## Exercise details
Transcribe the records that follow, preserving every word.

════

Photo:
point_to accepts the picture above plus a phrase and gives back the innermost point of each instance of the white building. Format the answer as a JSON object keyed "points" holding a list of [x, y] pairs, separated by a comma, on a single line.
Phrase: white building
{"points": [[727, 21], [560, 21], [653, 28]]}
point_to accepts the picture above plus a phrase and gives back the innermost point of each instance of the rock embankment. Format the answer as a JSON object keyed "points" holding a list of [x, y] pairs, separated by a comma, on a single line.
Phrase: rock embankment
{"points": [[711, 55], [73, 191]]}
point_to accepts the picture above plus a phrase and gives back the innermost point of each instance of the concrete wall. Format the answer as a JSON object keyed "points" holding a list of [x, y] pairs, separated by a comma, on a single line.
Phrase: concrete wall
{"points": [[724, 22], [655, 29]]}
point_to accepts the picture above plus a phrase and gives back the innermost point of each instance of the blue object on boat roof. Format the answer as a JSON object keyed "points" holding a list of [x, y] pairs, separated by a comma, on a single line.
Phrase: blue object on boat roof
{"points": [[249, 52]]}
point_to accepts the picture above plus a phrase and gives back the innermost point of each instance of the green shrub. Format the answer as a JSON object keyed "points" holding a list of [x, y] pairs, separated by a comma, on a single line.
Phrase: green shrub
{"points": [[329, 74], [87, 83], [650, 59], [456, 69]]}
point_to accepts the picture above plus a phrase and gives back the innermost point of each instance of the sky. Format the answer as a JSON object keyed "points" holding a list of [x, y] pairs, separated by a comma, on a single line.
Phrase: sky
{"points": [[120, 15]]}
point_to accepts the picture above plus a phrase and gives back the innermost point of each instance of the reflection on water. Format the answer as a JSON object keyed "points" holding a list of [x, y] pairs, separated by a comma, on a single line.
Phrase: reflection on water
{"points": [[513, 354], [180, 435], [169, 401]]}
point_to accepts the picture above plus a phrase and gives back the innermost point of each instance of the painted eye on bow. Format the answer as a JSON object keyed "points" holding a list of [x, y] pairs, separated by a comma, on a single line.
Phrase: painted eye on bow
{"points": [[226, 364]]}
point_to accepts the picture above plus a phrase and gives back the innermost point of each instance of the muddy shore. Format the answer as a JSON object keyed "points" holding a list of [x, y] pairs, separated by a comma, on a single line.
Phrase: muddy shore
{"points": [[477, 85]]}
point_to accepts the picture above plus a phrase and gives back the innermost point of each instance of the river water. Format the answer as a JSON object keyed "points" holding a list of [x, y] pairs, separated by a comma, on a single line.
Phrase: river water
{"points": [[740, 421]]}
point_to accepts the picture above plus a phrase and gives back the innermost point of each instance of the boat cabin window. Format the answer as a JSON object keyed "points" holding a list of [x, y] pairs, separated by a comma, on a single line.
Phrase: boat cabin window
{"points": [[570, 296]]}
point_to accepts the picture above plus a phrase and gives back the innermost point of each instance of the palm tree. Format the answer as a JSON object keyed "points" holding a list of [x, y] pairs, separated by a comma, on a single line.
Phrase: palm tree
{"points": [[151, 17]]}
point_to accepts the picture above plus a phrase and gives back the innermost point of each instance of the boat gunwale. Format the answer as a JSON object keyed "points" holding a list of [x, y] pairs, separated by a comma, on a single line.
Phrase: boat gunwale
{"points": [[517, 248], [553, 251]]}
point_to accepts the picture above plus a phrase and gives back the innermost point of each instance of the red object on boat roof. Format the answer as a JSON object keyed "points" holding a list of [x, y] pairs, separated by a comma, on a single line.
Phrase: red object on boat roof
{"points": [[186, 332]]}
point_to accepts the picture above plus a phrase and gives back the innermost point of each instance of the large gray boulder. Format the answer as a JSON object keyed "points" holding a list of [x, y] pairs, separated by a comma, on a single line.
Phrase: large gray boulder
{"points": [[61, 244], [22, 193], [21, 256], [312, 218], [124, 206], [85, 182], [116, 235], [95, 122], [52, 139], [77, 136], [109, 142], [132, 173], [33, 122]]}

════

## Output of the task
Photo:
point_to accepts the picture above plus a phrase and gives back the innermost point of each instance of the white building. Format the answer as a JSON object keyed "points" holding a list of [x, y] pairs, separated by a comma, on a single line.
Phrase: white building
{"points": [[727, 21], [560, 21], [653, 28]]}
point_to accepts the picture above plus a phrase and gives back the innermost point of each instance of the rock embankment. Format the answer as a JSON object keyed "points" holding a list of [x, y] pairs, separated by a comma, on a single line.
Phrase: rock embankment
{"points": [[711, 55], [73, 191]]}
point_to accepts the picture above plus a phrase and gives back the innermost point of each instance of the concrete wall. Format the answer as a JSON object keyed "points" holding a list of [x, y] pairs, separated by a comma, on a single line.
Phrase: concrete wall
{"points": [[724, 22], [655, 29]]}
point_to accepts the picture above plus a phrase and gives back the innermost point of each instance of the blue object on boat roof. Format the answer as a JSON object keyed "points" holding a list of [x, y] pairs, separated by a comma, on a single line.
Phrase: blue object on boat roof
{"points": [[249, 52]]}
point_to accepts the picture above plus a phrase and gives back the innermost point of each instance of the green shrub. Format the answer as a JSON object keyed "points" holding a list of [x, y] pairs, separated by a comma, on a single line.
Phrase: green shrub
{"points": [[329, 74], [87, 83], [650, 59], [456, 69]]}
point_to accepts the picture above plus a phrase and gives back the innermost point of each instance of the sky. Format the answer as a JSON object keyed "points" holding a list of [x, y] pairs, separated by a comma, on a single line.
Phrase: sky
{"points": [[120, 15]]}
point_to accepts the picture above plus a phrase and gives back the innermost point of each instance of the reflection on water. Format the answer as a JSON object keyed "points" holding a list of [x, y] pairs, separated by a comma, on a single line.
Phrase: reflection on water
{"points": [[513, 354], [180, 435], [169, 401]]}
point_to accepts the picture above plus a phrase and gives back the innermost point of each instance of the painted eye on bow. Format the answer as a JSON object keyed "points" holding a list of [x, y] pairs, separated by a comma, on a single line.
Phrase: painted eye on bow
{"points": [[226, 364]]}
point_to accepts the picture above plus a phrase and gives back the innermost point of each instance of the muddy shore. Format the answer as a JSON object keyed "points" holding a list of [x, y] pairs, separated by a comma, on a single line.
Phrase: muddy shore
{"points": [[477, 85]]}
point_to accepts the picture above plus a phrase and gives back the innermost point of each instance of the river water. Format the answer as a JSON object keyed "points" holding a list of [x, y] pairs, separated by a comma, on a single line.
Phrase: river water
{"points": [[740, 421]]}
point_to accepts the picture above plus a phrase and gives back the innermost point of each instance of the boat cabin window. Format the answer as a JSON object keyed "points" holding a list of [x, y] pairs, separated by a comma, on a single line.
Phrase: boat cabin window
{"points": [[570, 296]]}
point_to accepts the picture above plus a phrase and gives back the innermost point of each instance of the palm tree. Format the answer as a JSON object keyed "points" holding a list of [x, y] pairs, separated by a comma, on a single line.
Phrase: palm tree
{"points": [[151, 17]]}
point_to accepts the picture above plus a phrase and gives back the innermost point of each instance of the boat gunwale. Format the answer as a JSON object keyed "points" holding a list of [x, y] pairs, separated by a comma, on a single line.
Phrase: boat gunwale
{"points": [[517, 248], [553, 251]]}
point_to accepts the picture above plus a phrase and gives back the innermost point of each instance of the red object on boat roof. Format the answer as a JSON object keyed "points" holding a list of [x, y] pairs, separated by a comma, on a single line.
Phrase: red object on boat roof
{"points": [[186, 332]]}
point_to accepts the picture above plus a phrase and gives back the innermost point of each instance of the large gray boulder. Format the answer as a JSON object keyed "points" holding a list of [x, y] pairs, separated by a comma, on a single line.
Phrase: large gray boulder
{"points": [[61, 244], [22, 193], [21, 256], [312, 218], [124, 206], [85, 182], [116, 235], [95, 122], [52, 139], [77, 136], [109, 142], [132, 173], [33, 122]]}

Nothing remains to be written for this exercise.